**DO THIS:** Write out all of the records below word for word, leaving out the pictures.

-- START DATA TO PROCESS --

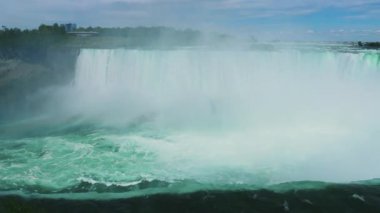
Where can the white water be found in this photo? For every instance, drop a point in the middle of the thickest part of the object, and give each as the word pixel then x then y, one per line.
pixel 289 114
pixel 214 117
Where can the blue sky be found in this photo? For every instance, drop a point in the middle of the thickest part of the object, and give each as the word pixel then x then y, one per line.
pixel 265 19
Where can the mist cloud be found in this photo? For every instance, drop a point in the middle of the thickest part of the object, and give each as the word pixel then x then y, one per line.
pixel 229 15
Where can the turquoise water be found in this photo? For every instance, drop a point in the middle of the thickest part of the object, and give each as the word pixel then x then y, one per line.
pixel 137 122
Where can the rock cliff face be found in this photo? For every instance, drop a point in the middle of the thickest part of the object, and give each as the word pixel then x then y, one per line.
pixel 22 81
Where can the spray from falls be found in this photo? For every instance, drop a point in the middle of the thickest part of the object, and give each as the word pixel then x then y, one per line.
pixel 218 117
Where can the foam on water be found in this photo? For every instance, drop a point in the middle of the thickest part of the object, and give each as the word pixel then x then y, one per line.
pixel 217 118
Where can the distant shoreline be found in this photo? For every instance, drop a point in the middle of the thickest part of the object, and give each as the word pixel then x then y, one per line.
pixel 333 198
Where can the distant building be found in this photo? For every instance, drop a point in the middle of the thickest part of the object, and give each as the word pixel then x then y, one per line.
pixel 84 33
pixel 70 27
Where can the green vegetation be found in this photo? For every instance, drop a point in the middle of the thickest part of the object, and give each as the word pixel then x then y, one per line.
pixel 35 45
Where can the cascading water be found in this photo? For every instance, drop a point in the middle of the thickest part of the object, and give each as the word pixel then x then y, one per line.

-- END DATA TO PROCESS --

**EXERCISE SOLUTION:**
Where can the white water be found in this photo? For every instance, drop a point in the middle of the thickest part of the object, and give each as the word pixel then x then y, one per line.
pixel 289 114
pixel 214 117
Where can the blue sky be found in this photo? For every instance, drop a point in the middle of the thickest part of the object, and give each as the word pixel then x then y, one per line.
pixel 265 19
Where can the mist cloud be found in this photo? For every instance, drop a point in the middle of the thickest part of the object, and give each as the word pixel then x then y, one per line.
pixel 229 15
Where can the turquoise water be found in this photo? For every instance, drop a point in the middle of the thickest part of the object, and give each as the word pixel then x then y, one per line.
pixel 137 122
Where can the rock cliff face be found in this photo? For every instance, drop a point in the middle of the thickest part of the object, and give each as the word pixel then x then y, one per line.
pixel 22 81
Where can the spray from falls be found in this photo? For every instance, drop a point in the middle of the thickest part of the object, and give each as the word pixel then x then y, one per line.
pixel 218 117
Where can the foam on water be found in this photo? For every instance, drop a point in the middle of the thickest part of the object, and give each as the word pixel then x then y, one per line.
pixel 217 118
Where can the distant shoreline be found in this photo? For every instance, drop a point in the middle of the thickest part of the object, and give each as the word pixel then x then y, one per line.
pixel 333 198
Where can the distant building be found in this photo? For every instance, drop a point in the middle of the thickest part of the object, and give each as the word pixel then x then y, one per line.
pixel 84 33
pixel 70 27
Where can the green vegetation be found in this photo? For every instance, drop a point in the middle of the thickest part of the object, and give each as the word pixel then x then y, one per line.
pixel 35 45
Where can the cascading water be found in this photo? For every instance, drop a point in the middle of the thickest part of the object, and give each as the word pixel then x then y, one per line.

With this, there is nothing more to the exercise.